- Selected text:

British Empire Article


Courtesy of OSPA


by Kuldip Rai Moman
 25 Years in Slumber
Soroti Railway Station
The bags on his back and a cloth round his chin,
And tucked in his waistbelt, the Post Office Bill,
Despatched on this date, as received by the rail.
Per runner, two bags of the Overland Mail.

Rudyard Kipling

When the flight of fancy reverts, my dreams travel to places where I served and lived in East Africa. Then a picture emerges of Soroti. I ponder about its distance, remoteness and aloofness. I visualise the flapping, flitting and droning of butterflies in the warm Teso air and try to inhale the fragrance of wild flowers. I realise the short span of human life and how the days glide swiftly. I feel homesick.

After my vacation leave in 1958, I was posted to Soroti. The Postmaster C S Patel and myself were both clerks grade one, although Mr Patel was considerably senior to me in service and age. After drifting of all these years, I must say, he was a noble man and it was a pleasure to work with him.

Primarily I was supposed to take care of the sorting office, ie dealing with the inward and outward mails including sorting of letters in the Post Office boxes. I had a small cubicle with a little window where I would sit on a tall stool and do my work. The rays of the piercing, scorching sun would enter my cabin and literally burn my whole system. The intense heat would go to my head and I would curse the gods of Soroti. The authorities in those days had not thought of a fan to stir the atmosphere. For a clerk like me, there was nothing I could do but to be contented with my fate.

After a year, when Mr Patel proceeded on overseas leave, I took over the office. As my nature was, I began rearranging, reorganising and changing everything. This specifically related to various articles of furniture. During this switch, there was a paper sorting rack which stood against the wall and needed a few persons to shift it. It was about seven feet high, four feet wide and four feet in depth. It had 20 large pigeon holes, each about a foot square. At the base there was space like a trough where you placed newspapers, magazines and letter bundles for sorting.

 25 Years in Slumber
Soroti Postmark
When the sorter throws or rather sorts a heavy item, it goes with force and a thud. Thus with the knocks and wallops for years, the back of two of the pigeon holes had partly opened and formed a gap of half an inch. In this crevice, a number of postal items had accumulated. I found three small letter bundles and some loose stuff for addresses to various towns and locations.

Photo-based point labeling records
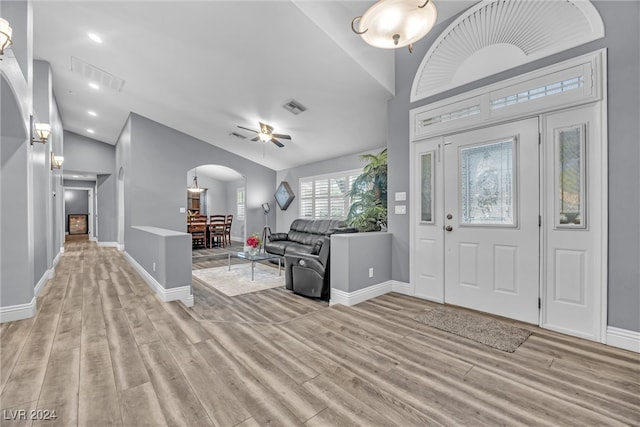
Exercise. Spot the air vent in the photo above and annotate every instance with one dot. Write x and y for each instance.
(294, 107)
(97, 75)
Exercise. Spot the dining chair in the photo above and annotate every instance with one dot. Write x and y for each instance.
(227, 228)
(216, 230)
(198, 229)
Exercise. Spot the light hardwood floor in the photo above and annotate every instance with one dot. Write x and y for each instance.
(103, 351)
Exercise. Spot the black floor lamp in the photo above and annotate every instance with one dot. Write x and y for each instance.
(266, 230)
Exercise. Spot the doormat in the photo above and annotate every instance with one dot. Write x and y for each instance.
(483, 329)
(237, 281)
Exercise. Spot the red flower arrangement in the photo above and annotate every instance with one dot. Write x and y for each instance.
(253, 241)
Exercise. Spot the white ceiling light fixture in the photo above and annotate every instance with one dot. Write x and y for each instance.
(94, 37)
(392, 24)
(5, 35)
(195, 188)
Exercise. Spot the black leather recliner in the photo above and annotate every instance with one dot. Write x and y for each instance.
(308, 274)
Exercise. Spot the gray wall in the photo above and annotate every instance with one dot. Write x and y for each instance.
(156, 158)
(88, 155)
(622, 40)
(75, 202)
(292, 176)
(352, 255)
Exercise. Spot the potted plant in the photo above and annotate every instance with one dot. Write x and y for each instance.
(368, 211)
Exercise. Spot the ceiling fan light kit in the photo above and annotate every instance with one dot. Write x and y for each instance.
(266, 134)
(392, 24)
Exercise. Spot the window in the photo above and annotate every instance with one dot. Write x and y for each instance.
(324, 196)
(240, 203)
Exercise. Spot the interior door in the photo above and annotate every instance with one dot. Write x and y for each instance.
(491, 208)
(427, 258)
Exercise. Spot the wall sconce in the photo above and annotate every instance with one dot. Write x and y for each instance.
(5, 35)
(391, 24)
(56, 161)
(43, 130)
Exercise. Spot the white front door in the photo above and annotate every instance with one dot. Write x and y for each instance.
(491, 220)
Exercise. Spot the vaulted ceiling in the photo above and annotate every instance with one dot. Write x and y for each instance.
(205, 67)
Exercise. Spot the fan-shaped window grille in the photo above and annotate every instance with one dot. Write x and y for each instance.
(496, 35)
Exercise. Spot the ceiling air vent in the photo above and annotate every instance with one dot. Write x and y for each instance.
(294, 107)
(97, 75)
(237, 135)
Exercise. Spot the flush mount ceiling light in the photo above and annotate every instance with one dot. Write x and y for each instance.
(43, 130)
(195, 188)
(391, 24)
(5, 35)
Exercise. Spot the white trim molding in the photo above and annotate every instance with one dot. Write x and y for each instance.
(18, 312)
(623, 338)
(108, 244)
(181, 293)
(497, 35)
(403, 288)
(361, 295)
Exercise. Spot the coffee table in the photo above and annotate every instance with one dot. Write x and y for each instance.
(264, 256)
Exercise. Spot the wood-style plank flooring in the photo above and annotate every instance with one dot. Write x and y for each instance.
(103, 350)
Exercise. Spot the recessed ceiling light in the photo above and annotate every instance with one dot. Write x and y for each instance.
(96, 38)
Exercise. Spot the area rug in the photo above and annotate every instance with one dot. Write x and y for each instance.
(237, 281)
(476, 327)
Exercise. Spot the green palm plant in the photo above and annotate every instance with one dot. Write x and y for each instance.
(368, 194)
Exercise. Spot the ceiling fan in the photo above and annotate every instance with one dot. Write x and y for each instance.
(266, 134)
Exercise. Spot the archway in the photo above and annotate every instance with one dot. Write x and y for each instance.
(223, 192)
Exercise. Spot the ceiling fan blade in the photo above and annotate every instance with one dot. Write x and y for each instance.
(242, 127)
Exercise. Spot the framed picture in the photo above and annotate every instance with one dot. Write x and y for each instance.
(284, 195)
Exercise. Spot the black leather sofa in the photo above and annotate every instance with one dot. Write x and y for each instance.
(302, 236)
(306, 250)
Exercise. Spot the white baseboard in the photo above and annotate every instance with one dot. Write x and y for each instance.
(56, 260)
(402, 287)
(356, 297)
(181, 293)
(108, 244)
(18, 312)
(49, 274)
(623, 338)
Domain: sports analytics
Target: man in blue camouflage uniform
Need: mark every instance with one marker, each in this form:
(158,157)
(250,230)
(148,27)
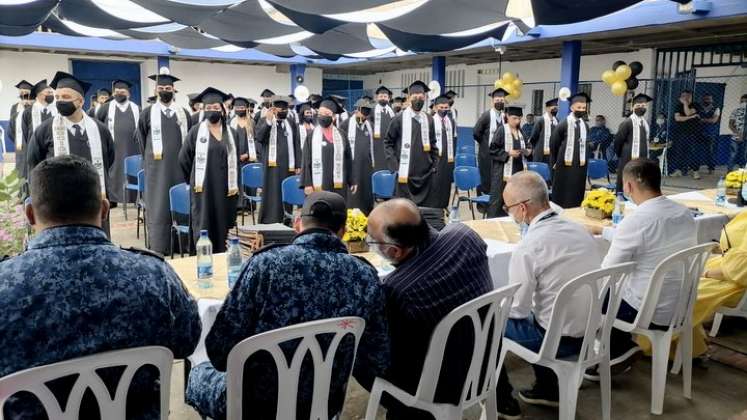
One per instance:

- Actions to take:
a – In the memoir about the Soroti post office, how many pigeon holes did the paper sorting rack have?
b – Return, without any changes, the lines of the records running from the line that contains "Domain: sports analytics" through the end of the records, both ends included. Omit the pictures from your answer.

- Written responses:
a – It had 20 large pigeon holes.

b –
Domain: sports analytics
Target: man in blue camouflage uniform
Need: mark every instance with one marker, each in this form:
(158,157)
(250,230)
(148,27)
One per instance:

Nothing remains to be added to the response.